WHAT IS EXPECTED:
Every line from the one containing "Objective — one pin per instance of the boy" through the last line below should be reproduced exactly; please include nothing else.

INPUT RECORDS:
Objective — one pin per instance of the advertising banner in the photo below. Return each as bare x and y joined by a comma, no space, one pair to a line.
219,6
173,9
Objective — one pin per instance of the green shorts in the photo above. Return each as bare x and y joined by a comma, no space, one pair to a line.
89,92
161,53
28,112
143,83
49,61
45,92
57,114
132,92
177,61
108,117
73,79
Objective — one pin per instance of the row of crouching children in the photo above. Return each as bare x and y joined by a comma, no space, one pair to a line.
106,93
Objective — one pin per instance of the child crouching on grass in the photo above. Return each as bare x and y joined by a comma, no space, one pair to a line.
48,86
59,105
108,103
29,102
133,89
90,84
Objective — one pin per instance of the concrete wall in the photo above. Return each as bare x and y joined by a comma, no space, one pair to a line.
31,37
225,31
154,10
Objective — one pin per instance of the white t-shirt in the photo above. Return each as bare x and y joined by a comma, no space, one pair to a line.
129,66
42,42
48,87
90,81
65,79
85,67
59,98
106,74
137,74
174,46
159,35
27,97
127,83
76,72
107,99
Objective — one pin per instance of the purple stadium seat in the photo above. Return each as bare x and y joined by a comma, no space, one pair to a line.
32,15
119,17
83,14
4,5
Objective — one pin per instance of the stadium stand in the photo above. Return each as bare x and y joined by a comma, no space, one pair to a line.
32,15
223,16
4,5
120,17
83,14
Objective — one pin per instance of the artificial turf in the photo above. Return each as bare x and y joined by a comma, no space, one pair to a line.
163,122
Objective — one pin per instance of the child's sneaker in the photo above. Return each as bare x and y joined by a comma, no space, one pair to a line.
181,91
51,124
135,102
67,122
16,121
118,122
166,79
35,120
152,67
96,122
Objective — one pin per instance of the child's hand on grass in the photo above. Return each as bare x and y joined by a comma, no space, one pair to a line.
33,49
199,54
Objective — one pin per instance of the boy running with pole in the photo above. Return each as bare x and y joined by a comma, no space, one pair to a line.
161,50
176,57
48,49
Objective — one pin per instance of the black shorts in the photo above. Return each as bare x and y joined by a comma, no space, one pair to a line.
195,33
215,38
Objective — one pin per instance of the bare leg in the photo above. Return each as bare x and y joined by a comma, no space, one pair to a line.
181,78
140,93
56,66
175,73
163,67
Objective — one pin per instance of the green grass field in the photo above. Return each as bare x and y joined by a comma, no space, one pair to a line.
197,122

OUTPUT BELOW:
Objective — one pin per instance of the boy running with pole in the photo above. Return each as bare x and y joined by a comma, no space, one pair to a line.
161,50
176,57
48,49
Objective — one pin per instance of the black shorts in the photo above. Return each as bare x and y joined by a comma, no space, one pair to a line.
195,33
215,38
Objective — one pin per instance of the bare leg in the photo above. Return each as bare x and y joined by a comma, no space, one pair to a line.
181,78
140,93
56,66
175,73
163,67
Objective — one pin per instance of the green grass field in the photo above. Return each as bare x and y joined by a comma, no space, one pair to a line.
197,122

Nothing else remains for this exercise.